[What to work on] What this exercise needs is every entry restated as written, with no pictures.

[Exercise material]

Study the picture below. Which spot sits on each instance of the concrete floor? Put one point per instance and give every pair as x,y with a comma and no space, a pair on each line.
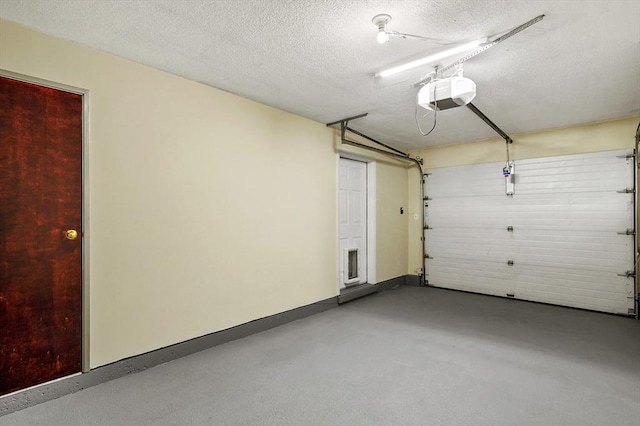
408,356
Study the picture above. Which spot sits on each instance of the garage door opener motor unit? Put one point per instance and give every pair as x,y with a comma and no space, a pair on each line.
447,93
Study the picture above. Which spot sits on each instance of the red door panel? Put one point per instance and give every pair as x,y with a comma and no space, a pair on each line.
40,199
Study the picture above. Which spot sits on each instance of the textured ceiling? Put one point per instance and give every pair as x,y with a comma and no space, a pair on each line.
317,58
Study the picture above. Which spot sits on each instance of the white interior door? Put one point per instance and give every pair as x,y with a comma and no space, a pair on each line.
561,238
352,234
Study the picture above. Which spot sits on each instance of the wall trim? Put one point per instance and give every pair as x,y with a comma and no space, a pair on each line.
67,385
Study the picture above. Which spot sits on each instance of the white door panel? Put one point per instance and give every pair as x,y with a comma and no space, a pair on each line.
563,238
352,233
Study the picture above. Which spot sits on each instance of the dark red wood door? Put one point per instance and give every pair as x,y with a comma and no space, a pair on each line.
40,268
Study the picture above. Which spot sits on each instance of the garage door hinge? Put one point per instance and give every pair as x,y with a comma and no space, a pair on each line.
627,191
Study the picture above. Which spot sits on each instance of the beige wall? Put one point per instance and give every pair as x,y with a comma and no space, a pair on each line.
207,210
604,136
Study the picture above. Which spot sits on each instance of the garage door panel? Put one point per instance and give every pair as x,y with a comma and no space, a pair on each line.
567,243
481,277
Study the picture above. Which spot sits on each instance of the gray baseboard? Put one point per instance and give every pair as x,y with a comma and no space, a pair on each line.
47,391
361,290
412,280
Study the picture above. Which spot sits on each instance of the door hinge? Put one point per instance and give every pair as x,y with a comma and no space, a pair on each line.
627,191
627,156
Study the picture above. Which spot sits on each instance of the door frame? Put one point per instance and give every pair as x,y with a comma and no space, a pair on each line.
371,215
85,252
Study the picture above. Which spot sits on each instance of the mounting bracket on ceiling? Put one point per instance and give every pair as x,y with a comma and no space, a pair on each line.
344,127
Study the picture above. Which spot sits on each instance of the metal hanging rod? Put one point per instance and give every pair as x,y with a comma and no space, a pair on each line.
491,124
502,38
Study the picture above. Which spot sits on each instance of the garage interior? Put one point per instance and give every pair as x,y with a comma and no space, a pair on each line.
244,170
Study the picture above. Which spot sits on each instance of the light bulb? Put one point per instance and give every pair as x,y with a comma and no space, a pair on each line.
382,37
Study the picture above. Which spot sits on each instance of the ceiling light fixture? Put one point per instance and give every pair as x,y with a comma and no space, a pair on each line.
381,22
430,58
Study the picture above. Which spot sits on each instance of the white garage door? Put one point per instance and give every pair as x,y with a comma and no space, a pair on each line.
561,239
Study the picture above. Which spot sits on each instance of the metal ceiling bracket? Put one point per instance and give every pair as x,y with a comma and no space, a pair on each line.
491,124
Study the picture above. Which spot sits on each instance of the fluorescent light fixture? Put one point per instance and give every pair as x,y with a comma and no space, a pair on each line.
429,59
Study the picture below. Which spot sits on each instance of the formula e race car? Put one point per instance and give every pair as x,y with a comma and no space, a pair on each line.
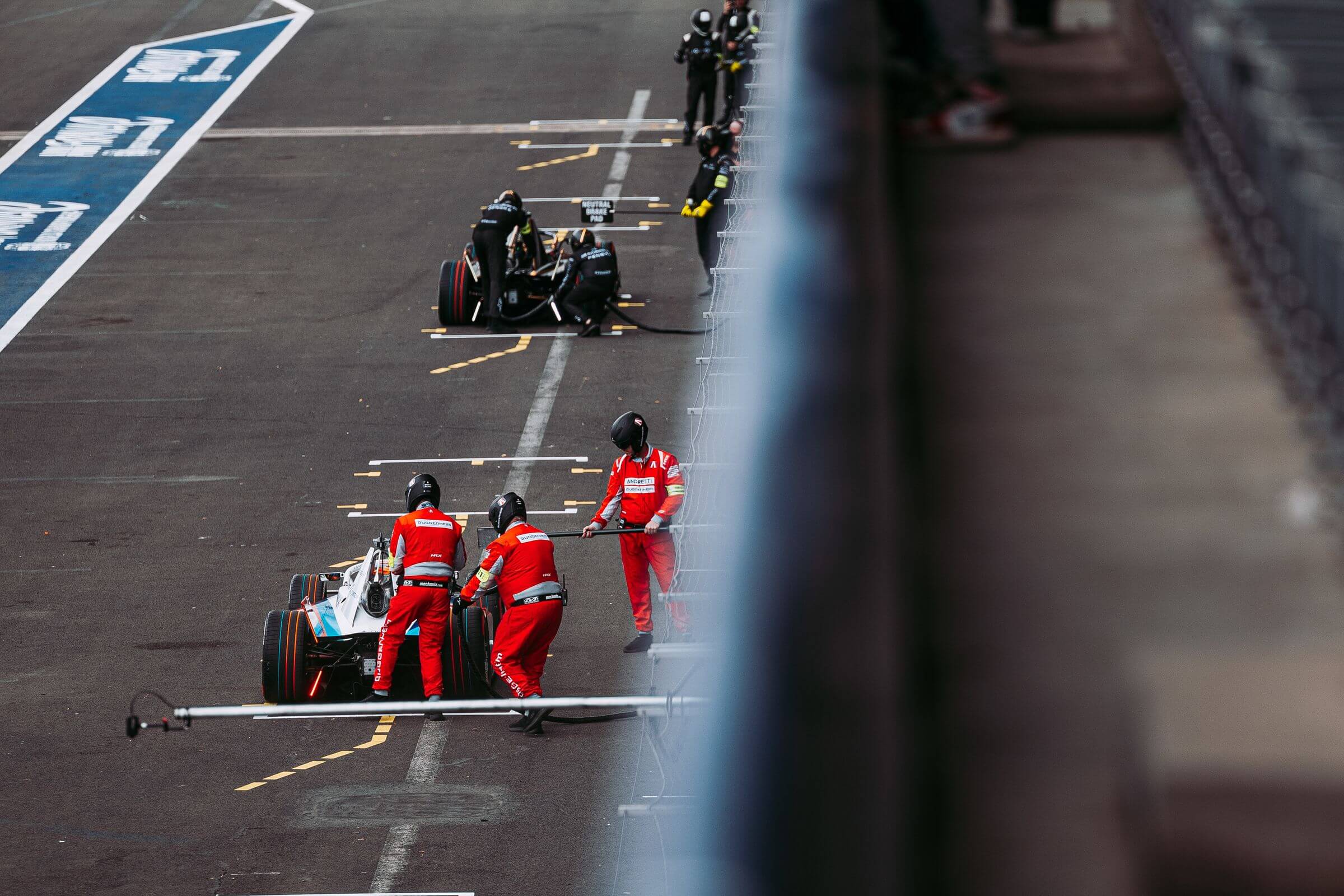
324,644
529,284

[Task answer]
Study the picture below. Which spot sits on each instance of the concrete floor? Put one point per instance and give every pair as x,y with a comma and no space, a pair on each line.
408,356
Study the picture above. Which spot sits on each instance of the garage door opener motor unit? Put one point per instance and give every pair as x,y with a comma and no space, a pair on each line.
447,93
Study the picture above. Which spot sits on each instance of the red door panel? Put one point per instance and give every pair as x,y with a comma and no space, a pair on each line.
40,199
Study the picture above. Which spot sits on each instance of the textured ceiling? Put one point per instance and give every pair as x,y with a comma and no space, a pair on each line.
317,58
Study the picture above. Which spot sits on each instance of the white interior door? Put one point per instance and give every pair as x,y with a comma and no space, a pair on each line.
561,238
352,234
Study the picture above. Which spot sits on each instance of the wall trim? Put one point per instance and give every pair as x,y with a comma and no space, a pair on each line.
67,385
Study the picture above. Which spot sits on each instance of the white door panel? Put one point per instance and give every pair as x,y with a comma and no space, a pair on each line.
563,238
352,233
Study the picture above. Which spot sits on each instance of the dark red wood door? Put one point per instance and give every pair as x,y with a comma and no space, a pair on each line.
40,268
Study the picture above. Which spot sits on each instance of the garage door hinge? Put one point per instance and give every pair as x,y with a comma and no space, a pair on each line.
627,191
Study the picture above. Which spot sits on each instance of the beige wall? Put one point per instance and give every pair as x,y with a comma and no space, a pair on each line.
207,210
604,136
Study the picture above. Which spot sits on each instance of the garage door panel? Put one point per instance and give every pair as x,y with a comma and no space, a pair on each line.
567,243
481,277
Study the picture above. Which spot sits on each instance of the gray baseboard? Put one point per instance and give every pair as x,y with a comma and no space, a pair on each line.
47,391
361,290
412,280
Study the picture above. Which spot sits on each instance of the door hinge? Put one point per instance and give every pair as x,y with a comma and no space, a pair on each line.
627,191
627,156
Study the picture above. Which spot sits on each instance of the door frame? Put one point per instance and give every pair as x,y with a comma and no space, a pair on each line.
371,215
85,252
Study the picture above. Which spot sits on each instance of the mounting bracket on ceiling? Put one point per instance and give every pair as x,y with a comma and no space, a pair on each line.
344,127
Study the picture above. Which spot sits on each instance of the metal hanging rod? Put one point per instance and give every pair as x,y with a comma and no space, a pair on each line.
491,124
502,38
Study the picture above. Which spot sits on each instance of the garage interior? Put one point per instance and give every pair as x,y with a comma and no space, a pair on each line.
244,170
Study the picture above. Which spot sits on each instance of the light bulb? Put one point per instance and give every pair as x,y with a comma and no space, a pair on each line.
382,37
Study the picture above. Which spot sits on each instance of the ceiling light fixture? Put one point per instance and give every pair as x,y with a comma and no space, a pair on each line.
381,22
430,58
Study the picture above. Which spot sits on each instance of the white garage door? Put one point per instance and give every pair as x,y with a comma and no space, a pair on each line.
561,239
Study the picture above. Which spot sits on each instance of the metal ceiling bracket? Put one point per instance and give every pair as x,y with a comma and no space, a pair on each line.
491,124
Study the picture above. Which spot sits on each instance of the fluorescent light fixture? Put one point per instance and give every pair as x,y with a comma and no space, a pair on each line.
429,59
Study the picture below. Which spot sits on each instance of the formula e race car? Put one point per instance and give every pair as x,y with a comma and no space, a pair on each line.
324,644
529,284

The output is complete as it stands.